PROVIDED PASSAGE:
• • •

The release talks of the kind of timeless and limitless communications that will transform society by animating intelligent transport systems, lights-out industrial operations, and smart cities. “5G serves far more than the needs of mobile phones or even personal electronics in general. This will be even more true of 6G, with thing-to-thing communication possibly more important than human communication,” it goes.

This will come to pass, we are informed, because 6G will perform “at least 10-times better than 5G” – largely because the Terahertz frequencies it will occupy will be 10 times higher. “There are more things than people in the world… At a minimum, the basic specifications will embrace the needs of sensing, positioning, edge computing, highest definition imaging, and yes, communication.”

All of which sounds like 5G-proper, as it has been sold to the world – an ultra-reliable low-latency comms (URLLC) technology that delivers the kind of sci-fi use cases that will prop-up industrial revolution. We have written this before, of course. “5G will do the boring stuff first”. That is a quote from two years ago, from Ciena, speaking at a Huawei event. The networking pyrotechnics that will fire the industrial sector into a new gear will come much later.

• • •

GIVEN INSTRUCTION A: Reproduce the 6G passage between "This will come" and "come much later.", inclusive.
GIVEN INSTRUCTION B: List every need that the 6G passage says the basic 6G specifications will embrace at a minimum.
The listing has no role in this work.

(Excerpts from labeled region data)
• • •

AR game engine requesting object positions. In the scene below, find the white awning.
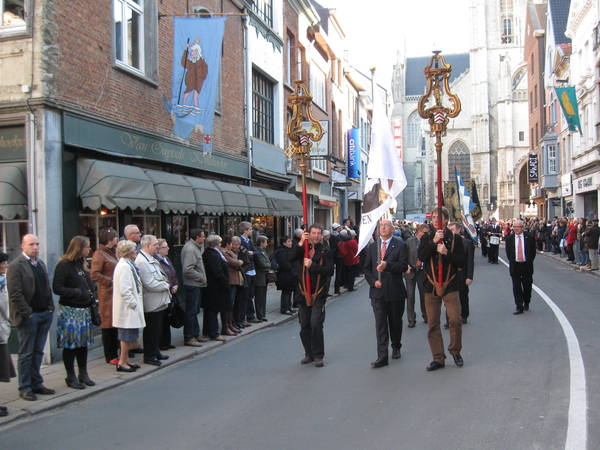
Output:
[0,163,27,220]
[260,188,302,217]
[213,181,248,214]
[77,158,157,211]
[144,170,196,214]
[238,184,272,216]
[183,177,225,215]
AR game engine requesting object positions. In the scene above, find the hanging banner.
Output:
[348,128,361,178]
[169,16,226,153]
[527,153,539,184]
[554,86,582,134]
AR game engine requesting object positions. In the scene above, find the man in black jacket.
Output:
[364,219,408,368]
[289,223,334,367]
[419,208,466,371]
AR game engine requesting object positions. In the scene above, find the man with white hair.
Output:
[506,220,536,315]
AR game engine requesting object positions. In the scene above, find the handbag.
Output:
[167,294,185,328]
[79,271,102,327]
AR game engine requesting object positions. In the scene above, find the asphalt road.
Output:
[0,249,600,450]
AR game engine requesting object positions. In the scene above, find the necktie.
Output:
[517,235,525,262]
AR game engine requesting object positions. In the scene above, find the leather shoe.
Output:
[371,359,388,369]
[452,353,464,367]
[33,386,56,395]
[19,391,37,402]
[144,358,162,366]
[426,361,446,372]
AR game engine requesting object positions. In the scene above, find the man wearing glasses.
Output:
[506,220,536,315]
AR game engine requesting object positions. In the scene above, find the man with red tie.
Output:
[364,219,408,369]
[506,220,536,315]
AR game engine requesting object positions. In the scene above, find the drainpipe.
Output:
[243,8,252,178]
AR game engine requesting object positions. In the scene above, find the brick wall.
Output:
[45,0,245,155]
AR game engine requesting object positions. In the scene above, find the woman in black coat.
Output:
[202,234,231,341]
[52,236,96,389]
[275,236,300,316]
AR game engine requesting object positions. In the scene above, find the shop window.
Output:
[79,208,120,256]
[168,216,190,246]
[0,218,29,262]
[131,209,162,238]
[225,216,242,236]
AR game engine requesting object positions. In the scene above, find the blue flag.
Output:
[454,166,477,243]
[171,16,226,153]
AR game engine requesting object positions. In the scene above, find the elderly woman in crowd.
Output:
[154,239,179,350]
[275,236,300,316]
[202,234,231,341]
[90,229,119,364]
[113,241,146,372]
[0,253,17,417]
[254,236,271,322]
[52,236,96,389]
[221,234,244,336]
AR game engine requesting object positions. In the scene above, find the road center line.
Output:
[498,258,587,450]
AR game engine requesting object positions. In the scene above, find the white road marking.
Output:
[498,258,587,450]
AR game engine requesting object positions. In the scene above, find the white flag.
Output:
[358,89,407,253]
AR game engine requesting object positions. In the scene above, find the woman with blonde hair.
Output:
[113,241,146,372]
[52,236,96,389]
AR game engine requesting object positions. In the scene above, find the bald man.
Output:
[6,234,54,401]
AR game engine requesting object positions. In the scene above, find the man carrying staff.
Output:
[419,208,466,371]
[288,223,334,367]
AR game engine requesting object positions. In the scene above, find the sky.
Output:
[326,0,470,88]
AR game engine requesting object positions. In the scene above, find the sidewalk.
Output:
[0,276,364,427]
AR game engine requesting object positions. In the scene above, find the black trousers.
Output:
[371,298,404,360]
[144,309,165,360]
[102,328,121,362]
[296,294,325,359]
[511,263,533,310]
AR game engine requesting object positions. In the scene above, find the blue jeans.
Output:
[17,311,52,392]
[183,285,202,342]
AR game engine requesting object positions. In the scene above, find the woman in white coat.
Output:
[112,241,146,372]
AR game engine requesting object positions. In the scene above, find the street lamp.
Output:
[418,50,461,297]
[285,80,323,306]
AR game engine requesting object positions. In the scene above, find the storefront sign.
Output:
[0,126,26,162]
[348,128,360,178]
[528,153,539,184]
[302,120,329,156]
[64,114,248,178]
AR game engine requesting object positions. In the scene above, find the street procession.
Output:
[0,0,600,450]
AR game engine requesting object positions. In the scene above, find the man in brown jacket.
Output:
[6,234,54,401]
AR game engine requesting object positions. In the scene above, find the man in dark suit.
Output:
[403,223,429,328]
[506,220,536,315]
[419,208,466,371]
[288,223,334,367]
[364,219,408,368]
[6,234,54,401]
[444,222,475,328]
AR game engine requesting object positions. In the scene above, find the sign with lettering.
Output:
[64,113,249,178]
[0,126,26,162]
[528,153,539,184]
[348,128,360,178]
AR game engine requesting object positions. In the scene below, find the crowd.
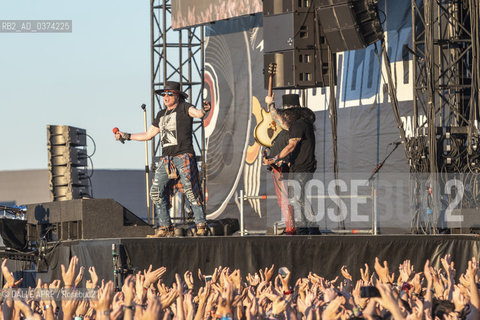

• • •

PROBLEM SOLUTION A:
This will come to pass, we are informed, because 6G will perform “at least 10-times better than 5G” – largely because the Terahertz frequencies it will occupy will be 10 times higher. “There are more things than people in the world… At a minimum, the basic specifications will embrace the needs of sensing, positioning, edge computing, highest definition imaging, and yes, communication.”

All of which sounds like 5G-proper, as it has been sold to the world – an ultra-reliable low-latency comms (URLLC) technology that delivers the kind of sci-fi use cases that will prop-up industrial revolution. We have written this before, of course. “5G will do the boring stuff first”. That is a quote from two years ago, from Ciena, speaking at a Huawei event. The networking pyrotechnics that will fire the industrial sector into a new gear will come much later.

PROBLEM SOLUTION B: sensing, positioning, edge computing, highest definition imaging, communication